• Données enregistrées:
- - -

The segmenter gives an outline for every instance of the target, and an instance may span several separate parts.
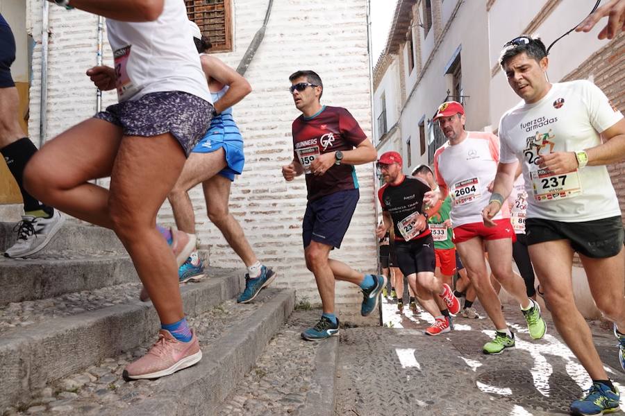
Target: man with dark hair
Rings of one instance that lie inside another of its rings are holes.
[[[362,290],[360,313],[369,315],[386,284],[382,275],[363,275],[328,258],[340,248],[359,198],[353,166],[376,159],[376,148],[344,108],[322,105],[323,84],[312,71],[289,77],[295,107],[302,114],[293,121],[292,162],[282,167],[287,182],[306,175],[308,202],[302,224],[306,266],[315,275],[324,312],[319,321],[301,333],[306,340],[338,335],[334,311],[335,280]]]
[[[542,53],[533,52],[537,48]],[[532,263],[556,327],[592,380],[570,410],[574,415],[601,415],[619,408],[619,395],[575,306],[572,268],[577,252],[595,304],[614,322],[625,368],[624,231],[606,166],[625,155],[625,121],[592,83],[550,83],[545,55],[542,42],[528,36],[503,46],[502,69],[523,101],[499,122],[501,157],[482,214],[485,225],[491,225],[512,189],[520,161],[528,196],[525,227]],[[553,148],[537,146],[541,137],[553,143]]]
[[[37,148],[17,119],[19,96],[11,76],[15,60],[15,40],[11,28],[0,15],[0,153],[15,178],[24,200],[24,215],[18,224],[17,241],[6,257],[26,257],[42,250],[65,220],[60,213],[33,197],[24,187],[24,168]]]
[[[483,349],[484,354],[500,354],[515,346],[510,329],[486,268],[484,247],[497,262],[490,263],[497,280],[521,307],[530,337],[542,338],[546,331],[538,304],[526,295],[525,285],[512,269],[512,239],[508,204],[495,219],[497,227],[482,223],[481,207],[490,196],[489,187],[497,173],[499,143],[492,133],[465,130],[465,109],[456,101],[443,103],[434,117],[449,140],[434,153],[434,171],[438,189],[432,191],[428,203],[433,205],[451,192],[453,243],[477,291],[480,303],[495,327],[495,336]],[[431,197],[431,198],[430,198]]]

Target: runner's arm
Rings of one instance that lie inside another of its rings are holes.
[[[162,13],[165,0],[69,0],[69,6],[122,21],[151,21]]]
[[[238,72],[214,56],[203,55],[200,60],[206,77],[228,85],[230,88],[214,105],[217,114],[230,108],[251,92],[251,86]]]

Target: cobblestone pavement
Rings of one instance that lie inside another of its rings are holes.
[[[210,354],[211,341],[222,336],[229,327],[244,320],[262,305],[264,300],[278,293],[265,289],[255,302],[238,304],[231,300],[199,316],[188,318],[190,326],[197,333],[202,352]],[[122,372],[126,364],[142,356],[154,340],[121,356],[107,358],[84,372],[47,385],[33,395],[31,403],[19,408],[10,408],[3,416],[117,415],[119,409],[140,403],[158,391],[160,381],[126,382],[122,378]]]
[[[481,319],[458,317],[455,331],[429,337],[424,329],[431,317],[412,313],[407,304],[400,313],[388,300],[383,308],[385,320],[392,322],[393,328],[342,333],[338,416],[568,414],[571,401],[589,386],[590,379],[556,334],[549,312],[543,314],[547,334],[532,340],[520,311],[506,305],[504,313],[517,336],[516,348],[486,356],[482,346],[494,331],[483,311],[479,311]],[[591,326],[610,377],[625,385],[614,336],[598,322]]]
[[[323,341],[305,341],[300,333],[319,320],[321,312],[319,309],[294,311],[285,327],[269,343],[256,367],[224,400],[216,414],[301,415],[299,410],[306,394],[313,387],[315,356]]]

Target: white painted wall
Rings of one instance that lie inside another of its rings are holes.
[[[29,0],[33,31],[40,40],[40,0]],[[234,0],[234,51],[218,56],[236,67],[265,13],[265,3]],[[51,6],[49,137],[92,115],[95,88],[84,71],[95,62],[97,18],[77,10]],[[112,60],[107,46],[105,62]],[[40,52],[35,51],[31,128],[38,132]],[[301,223],[306,207],[303,177],[288,184],[281,166],[292,159],[291,123],[299,112],[288,93],[288,76],[297,69],[316,71],[325,86],[322,103],[347,107],[370,136],[372,115],[367,55],[366,0],[332,2],[326,6],[304,0],[276,0],[267,33],[246,74],[253,92],[235,106],[234,116],[245,139],[243,175],[232,187],[231,211],[240,221],[259,259],[276,267],[276,286],[297,289],[298,296],[318,302],[312,275],[303,261]],[[106,94],[106,102],[115,101]],[[52,110],[51,109],[53,109]],[[343,241],[332,257],[355,268],[376,268],[374,229],[374,175],[372,164],[356,169],[360,201]],[[200,188],[190,193],[201,246],[210,263],[241,268],[242,263],[206,216]],[[160,220],[172,219],[167,205]],[[362,300],[353,286],[337,285],[337,303],[356,310]]]

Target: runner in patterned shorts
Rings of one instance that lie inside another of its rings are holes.
[[[575,305],[572,269],[576,252],[594,303],[614,322],[625,370],[625,233],[606,166],[625,155],[625,119],[588,80],[550,83],[549,59],[540,39],[524,35],[508,42],[499,63],[523,101],[499,121],[501,157],[493,193],[483,204],[484,223],[493,225],[520,162],[528,196],[525,225],[532,263],[556,327],[592,380],[570,411],[616,411],[619,391],[608,378],[588,324]],[[539,153],[530,147],[535,130],[551,132],[552,150]]]
[[[406,176],[401,171],[402,164],[397,152],[387,152],[378,159],[378,167],[386,184],[378,192],[383,224],[378,227],[376,235],[384,235],[393,228],[399,268],[423,307],[435,318],[426,333],[439,335],[451,331],[449,313],[458,313],[460,302],[449,286],[434,275],[434,241],[427,218],[435,209],[423,209],[423,197],[431,188],[417,179]]]
[[[367,316],[378,306],[383,275],[363,275],[347,264],[330,259],[340,248],[360,193],[354,165],[376,159],[371,141],[349,112],[341,107],[322,105],[324,86],[312,71],[298,71],[289,77],[295,107],[302,114],[293,121],[293,160],[282,167],[287,182],[306,175],[308,200],[302,223],[306,266],[312,272],[324,312],[305,340],[326,338],[339,333],[334,311],[336,280],[358,285],[362,291],[360,314]],[[382,234],[380,238],[384,236]]]
[[[494,179],[499,161],[499,143],[491,133],[465,130],[465,110],[456,101],[444,103],[435,116],[449,139],[434,153],[434,171],[438,191],[426,198],[430,205],[451,193],[451,223],[453,243],[460,252],[469,277],[475,286],[480,303],[495,326],[494,338],[487,343],[484,354],[500,354],[514,347],[515,336],[508,327],[501,304],[490,284],[484,259],[484,246],[492,258],[491,269],[502,286],[517,300],[525,316],[532,339],[544,336],[546,326],[538,304],[529,299],[525,285],[512,269],[512,239],[508,204],[503,214],[494,218],[497,227],[482,223],[481,209],[490,197],[489,184]]]
[[[67,0],[56,3],[68,6]],[[117,88],[119,103],[46,144],[26,166],[25,184],[42,202],[112,229],[128,250],[161,329],[156,343],[123,376],[154,379],[202,356],[176,277],[174,254],[186,259],[192,240],[181,232],[169,234],[168,246],[155,221],[186,157],[208,128],[212,105],[184,3],[119,3],[74,5],[107,18],[115,69],[96,67],[87,74],[100,89]],[[90,182],[108,176],[109,189]]]

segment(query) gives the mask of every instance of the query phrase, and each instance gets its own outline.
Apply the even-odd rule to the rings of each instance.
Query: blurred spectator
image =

- - -

• Détails de l'énoncé:
Recopiez à l'identique toutes les lignes du listing ci-dessus, en omettant les images.

• Réponse attendue:
The segmenter gives an outline for every instance of the target, and an instance may span several separate parts.
Target: man with dark hair
Rings of one instance that lie inside another of its rings are holes.
[[[362,290],[360,313],[369,315],[386,284],[382,275],[363,275],[328,258],[340,248],[359,198],[353,166],[376,159],[376,148],[344,108],[322,105],[323,84],[312,71],[289,77],[295,107],[302,114],[293,121],[292,162],[282,167],[287,182],[306,175],[308,202],[302,224],[306,266],[315,275],[324,312],[319,321],[301,333],[306,340],[338,335],[334,311],[335,280]]]
[[[542,53],[533,52],[537,48]],[[532,263],[556,327],[592,380],[570,410],[574,415],[601,415],[619,408],[619,395],[575,306],[572,268],[577,252],[595,304],[614,322],[625,368],[624,231],[606,166],[625,155],[625,121],[592,83],[550,83],[545,55],[542,42],[528,36],[503,46],[502,69],[523,101],[499,122],[501,157],[482,214],[485,225],[491,225],[512,189],[520,161],[528,196],[525,227]],[[553,148],[537,146],[541,137],[553,143]]]
[[[37,148],[17,119],[19,96],[11,76],[15,60],[15,40],[11,28],[0,15],[0,153],[15,178],[24,200],[24,215],[18,224],[17,241],[6,257],[26,257],[42,250],[65,220],[60,213],[33,197],[24,187],[24,168]]]
[[[483,349],[484,354],[500,354],[515,346],[510,329],[486,268],[484,247],[497,262],[490,263],[497,280],[521,307],[530,337],[542,338],[546,331],[538,304],[526,295],[525,285],[512,269],[512,239],[508,204],[495,219],[497,227],[482,223],[481,207],[490,196],[489,187],[497,173],[499,143],[492,133],[465,130],[465,109],[456,101],[443,103],[434,117],[449,140],[434,153],[434,171],[438,189],[432,191],[428,203],[433,205],[451,192],[453,243],[477,291],[480,303],[495,327],[495,336]],[[431,197],[431,198],[430,198]]]

Target: runner's arm
Rings of one instance that lie inside another of its rings are holes.
[[[162,13],[165,0],[69,0],[69,6],[122,21],[151,21]]]
[[[238,72],[214,56],[203,55],[200,60],[206,77],[228,85],[230,88],[214,105],[217,114],[230,108],[251,92],[251,86]]]

Target: cobblestone pavement
Rings of one instance that lie inside another of its rings are holes.
[[[210,354],[211,341],[222,336],[229,327],[244,320],[262,305],[264,300],[278,293],[265,289],[255,302],[238,304],[231,300],[199,316],[188,318],[190,326],[197,333],[202,352]],[[122,372],[126,364],[142,356],[154,340],[121,356],[107,358],[84,372],[47,385],[33,395],[31,403],[19,408],[10,408],[3,416],[117,415],[119,409],[140,403],[158,391],[160,381],[126,382],[122,378]]]
[[[481,319],[458,317],[455,331],[429,337],[424,329],[431,317],[412,313],[407,304],[400,313],[388,300],[383,308],[385,320],[392,322],[393,328],[342,333],[338,416],[568,414],[571,401],[589,386],[590,379],[556,334],[549,312],[543,314],[547,334],[532,340],[520,311],[506,305],[504,313],[517,336],[516,348],[486,356],[482,346],[494,331],[483,311],[479,311]],[[591,326],[610,377],[625,385],[614,336],[598,322]]]
[[[323,341],[305,341],[300,333],[319,320],[321,312],[319,309],[294,311],[285,327],[269,343],[256,367],[224,400],[216,414],[301,415],[299,410],[306,394],[313,387],[315,356]]]

Target: white painted wall
Rings of one instance that lie inside another of its rings are holes.
[[[29,0],[33,31],[40,40],[40,0]],[[234,0],[234,51],[218,56],[236,67],[265,13],[265,3]],[[51,6],[49,137],[92,115],[95,88],[84,71],[95,62],[97,18],[77,10]],[[112,60],[107,46],[105,62]],[[40,52],[35,51],[31,128],[38,132]],[[301,223],[306,207],[303,177],[288,184],[281,166],[292,159],[291,123],[299,112],[288,93],[288,76],[297,69],[316,71],[325,86],[322,103],[347,107],[370,136],[372,115],[367,55],[366,0],[332,2],[326,6],[304,0],[276,0],[267,33],[246,74],[253,92],[235,106],[234,116],[245,139],[243,175],[232,187],[231,211],[240,221],[259,259],[276,267],[276,286],[297,289],[298,296],[318,302],[312,275],[303,261]],[[106,94],[106,102],[115,101]],[[52,110],[51,109],[53,109]],[[343,241],[332,257],[355,268],[376,268],[374,229],[374,175],[372,164],[356,169],[360,201]],[[200,188],[190,193],[201,246],[210,263],[241,268],[242,263],[206,216]],[[160,220],[172,219],[167,205]],[[362,300],[353,286],[337,285],[337,303],[356,310]]]

Target: runner in patterned shorts
Rings of one instance that lie inside another of its rings are holes.
[[[575,305],[572,269],[576,252],[594,303],[614,322],[625,370],[625,233],[606,166],[625,155],[625,119],[588,80],[550,83],[549,59],[540,39],[524,35],[508,42],[499,63],[523,101],[499,121],[501,157],[493,193],[483,204],[484,223],[493,225],[520,162],[528,196],[525,225],[532,263],[556,327],[592,380],[570,411],[616,411],[619,391],[608,378],[588,324]],[[539,153],[530,147],[535,130],[551,132],[552,150]]]
[[[406,176],[401,171],[402,164],[397,152],[387,152],[378,159],[378,167],[386,184],[378,192],[383,224],[378,227],[376,235],[384,235],[393,228],[399,268],[423,307],[435,318],[426,333],[439,335],[451,331],[449,313],[458,313],[460,302],[449,286],[434,275],[434,241],[427,218],[435,209],[423,209],[423,197],[431,188],[417,179]]]
[[[367,316],[378,306],[383,275],[363,275],[347,264],[330,259],[340,248],[360,193],[354,165],[376,159],[371,141],[349,112],[341,107],[322,105],[324,86],[312,71],[298,71],[289,77],[295,107],[302,114],[293,121],[293,160],[282,167],[287,182],[306,175],[308,200],[302,223],[306,266],[312,272],[324,312],[305,340],[326,338],[339,333],[334,311],[336,280],[358,285],[362,291],[360,314]],[[382,234],[380,238],[384,236]]]
[[[494,179],[499,161],[499,143],[491,133],[465,130],[465,110],[456,101],[444,103],[435,116],[449,139],[434,153],[434,171],[438,191],[426,198],[430,205],[451,193],[451,223],[453,243],[460,252],[469,277],[475,286],[480,303],[495,326],[494,338],[487,343],[484,354],[500,354],[514,347],[515,336],[508,327],[501,304],[490,284],[484,259],[484,246],[492,258],[491,269],[502,286],[517,300],[525,316],[532,339],[544,336],[546,326],[538,304],[529,299],[525,285],[512,269],[512,239],[508,204],[503,214],[494,218],[497,227],[482,223],[481,209],[490,197],[489,184]]]
[[[67,0],[56,3],[68,6]],[[117,88],[119,103],[46,144],[26,166],[25,184],[42,202],[112,229],[128,250],[161,329],[156,343],[123,376],[154,379],[202,356],[176,277],[174,254],[186,259],[192,240],[181,232],[169,234],[168,246],[155,221],[186,157],[208,128],[212,105],[184,3],[119,3],[74,5],[107,18],[115,69],[96,67],[87,74],[100,89]],[[90,182],[108,176],[109,189]]]

segment(query) gives the mask of every instance of the query phrase, and each instance gets its own outline.
Apply the even-odd rule to the rings of each instance.
Query: blurred spectator
image =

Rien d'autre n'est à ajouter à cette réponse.